▶ _Requirement_
Please format the lines below as a numbered list, beginning with the line that contains "In the picture above, where can the woman in pink" and continuing through the final line, with blank lines left out.
— START Provided entries —
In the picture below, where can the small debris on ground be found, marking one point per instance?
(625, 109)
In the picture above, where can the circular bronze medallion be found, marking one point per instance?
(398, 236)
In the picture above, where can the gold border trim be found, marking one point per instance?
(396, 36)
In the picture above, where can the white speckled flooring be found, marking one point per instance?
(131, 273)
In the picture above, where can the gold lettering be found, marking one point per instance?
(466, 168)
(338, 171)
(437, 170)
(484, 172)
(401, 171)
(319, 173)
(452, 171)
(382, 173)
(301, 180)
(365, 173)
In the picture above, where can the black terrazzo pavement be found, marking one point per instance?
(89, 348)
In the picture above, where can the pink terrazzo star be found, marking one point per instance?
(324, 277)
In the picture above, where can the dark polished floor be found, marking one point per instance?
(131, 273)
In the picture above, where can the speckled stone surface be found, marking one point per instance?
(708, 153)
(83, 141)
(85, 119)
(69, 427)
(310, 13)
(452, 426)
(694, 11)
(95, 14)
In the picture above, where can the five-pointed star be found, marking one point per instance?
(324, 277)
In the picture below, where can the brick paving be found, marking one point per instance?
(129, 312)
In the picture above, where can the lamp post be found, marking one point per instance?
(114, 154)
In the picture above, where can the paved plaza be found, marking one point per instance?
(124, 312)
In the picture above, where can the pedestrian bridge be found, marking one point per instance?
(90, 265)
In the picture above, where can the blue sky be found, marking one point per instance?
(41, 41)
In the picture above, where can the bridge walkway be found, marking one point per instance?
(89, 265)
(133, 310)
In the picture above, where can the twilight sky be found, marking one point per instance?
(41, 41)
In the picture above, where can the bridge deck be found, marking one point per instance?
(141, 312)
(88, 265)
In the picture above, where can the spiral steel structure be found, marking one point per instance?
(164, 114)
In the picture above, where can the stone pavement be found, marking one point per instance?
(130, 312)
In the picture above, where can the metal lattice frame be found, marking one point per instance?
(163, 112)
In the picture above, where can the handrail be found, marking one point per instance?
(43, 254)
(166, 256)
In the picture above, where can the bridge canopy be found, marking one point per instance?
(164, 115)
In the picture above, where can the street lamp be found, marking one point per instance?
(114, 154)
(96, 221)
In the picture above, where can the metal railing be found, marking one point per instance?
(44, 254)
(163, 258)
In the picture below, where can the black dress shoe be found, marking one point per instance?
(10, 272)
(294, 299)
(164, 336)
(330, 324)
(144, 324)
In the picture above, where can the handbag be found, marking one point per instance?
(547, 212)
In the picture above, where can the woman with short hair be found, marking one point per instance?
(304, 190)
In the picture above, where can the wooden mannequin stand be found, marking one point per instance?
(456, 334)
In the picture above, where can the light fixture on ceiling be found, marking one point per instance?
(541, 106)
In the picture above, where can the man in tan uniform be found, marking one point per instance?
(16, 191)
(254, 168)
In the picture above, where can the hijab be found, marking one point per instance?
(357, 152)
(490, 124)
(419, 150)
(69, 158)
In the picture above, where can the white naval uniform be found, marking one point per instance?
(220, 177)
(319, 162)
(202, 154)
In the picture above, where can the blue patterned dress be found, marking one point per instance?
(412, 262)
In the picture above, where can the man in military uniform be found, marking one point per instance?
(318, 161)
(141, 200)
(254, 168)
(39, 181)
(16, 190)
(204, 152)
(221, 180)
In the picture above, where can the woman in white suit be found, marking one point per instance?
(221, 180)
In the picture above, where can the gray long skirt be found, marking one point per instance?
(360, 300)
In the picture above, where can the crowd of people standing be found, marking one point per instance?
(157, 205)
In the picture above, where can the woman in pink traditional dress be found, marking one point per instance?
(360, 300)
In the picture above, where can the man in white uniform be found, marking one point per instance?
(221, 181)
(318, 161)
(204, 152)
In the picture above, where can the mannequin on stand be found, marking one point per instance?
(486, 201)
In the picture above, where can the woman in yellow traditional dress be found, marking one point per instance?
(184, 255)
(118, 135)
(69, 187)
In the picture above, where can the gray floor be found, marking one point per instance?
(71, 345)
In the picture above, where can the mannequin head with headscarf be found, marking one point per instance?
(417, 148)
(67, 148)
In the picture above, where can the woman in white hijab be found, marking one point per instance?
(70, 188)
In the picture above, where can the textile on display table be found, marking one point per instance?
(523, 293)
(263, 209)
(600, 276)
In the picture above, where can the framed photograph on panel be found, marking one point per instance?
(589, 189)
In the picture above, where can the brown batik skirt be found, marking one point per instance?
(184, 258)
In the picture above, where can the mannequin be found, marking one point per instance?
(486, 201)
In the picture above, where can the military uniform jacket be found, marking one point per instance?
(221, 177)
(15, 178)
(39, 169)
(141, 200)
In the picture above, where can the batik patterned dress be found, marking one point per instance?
— END Provided entries —
▶ _Full output_
1. In the picture above, where can the woman in pink traditional dress be found, marking one point per instance?
2. (360, 300)
3. In the picture above, where can the man in white uniform be found, marking one point per instance?
4. (221, 181)
5. (318, 161)
6. (204, 152)
7. In the picture above, where can the mannequin on stand be found, marking one point per instance?
8. (486, 201)
9. In the picture above, where can the woman in yellow traditional dress be found, marking one point per instance?
10. (184, 255)
11. (118, 135)
12. (69, 187)
13. In the picture above, where can the gray floor be found, marking one point per instance?
14. (71, 345)
15. In the picture above, where can the mannequin head with headscarf be found, marking one point per instance?
16. (417, 148)
17. (67, 148)
18. In the picture above, where can the woman in white hijab be found, marking one point per instance?
19. (70, 188)
20. In the picture above, where can the textile on display table be found, marking one point per instance?
21. (523, 293)
22. (263, 209)
23. (600, 276)
24. In the picture above, where can the framed photograph on panel be found, marking one point per instance?
25. (589, 189)
26. In the picture above, where can the brown batik skirt be found, marking one point per instance?
27. (184, 258)
28. In the picture above, where can the mannequin be found, marking one point per instance?
29. (486, 201)
30. In the picture above, where can the military uniform jacket be found, marking one point per instance?
31. (221, 177)
32. (15, 178)
33. (39, 169)
34. (141, 200)
35. In the picture above, where can the batik patterned dress be found, marking one point per instance?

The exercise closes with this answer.